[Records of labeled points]
☆ ☆ ☆

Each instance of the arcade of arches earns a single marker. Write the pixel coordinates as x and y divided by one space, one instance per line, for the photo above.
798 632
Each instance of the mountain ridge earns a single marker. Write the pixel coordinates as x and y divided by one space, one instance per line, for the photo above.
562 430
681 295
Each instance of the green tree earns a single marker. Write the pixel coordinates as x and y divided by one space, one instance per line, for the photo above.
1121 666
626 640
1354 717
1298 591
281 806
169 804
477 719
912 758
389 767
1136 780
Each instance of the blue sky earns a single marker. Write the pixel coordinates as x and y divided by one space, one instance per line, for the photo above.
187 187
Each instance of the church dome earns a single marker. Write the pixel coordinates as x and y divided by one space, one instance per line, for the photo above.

☆ ☆ ☆

SET TASK:
Please output all of the entries above line for line, changing nothing.

RESULT OF THIS EXERCISE:
Each instance of the arcade of arches earns a single marker. Write the pixel coordinates as x and y divided by one space, one instance per line, for the photo above.
798 632
Each instance of the mountain ridge earns a single marker. Write the pixel coordinates as x and y divided by one space, one instance per line, for the photo above.
562 430
681 295
Each instance of the green tree earns a single marker. Write the pixel coordinates as x and y divided by one space, one instance per line, for the photo above.
1121 666
626 640
1354 717
1298 591
281 806
169 804
477 719
912 758
389 767
1136 780
Each instance of the blue sky earns a single marker. Write the pixel coordinates as x and y divided by one space, one instance per line, for the photo above.
187 187
Each instance of the church dome earns a single marker. Write the pixel coordinates as x and y divided by one space, one instance per line, for the photo above.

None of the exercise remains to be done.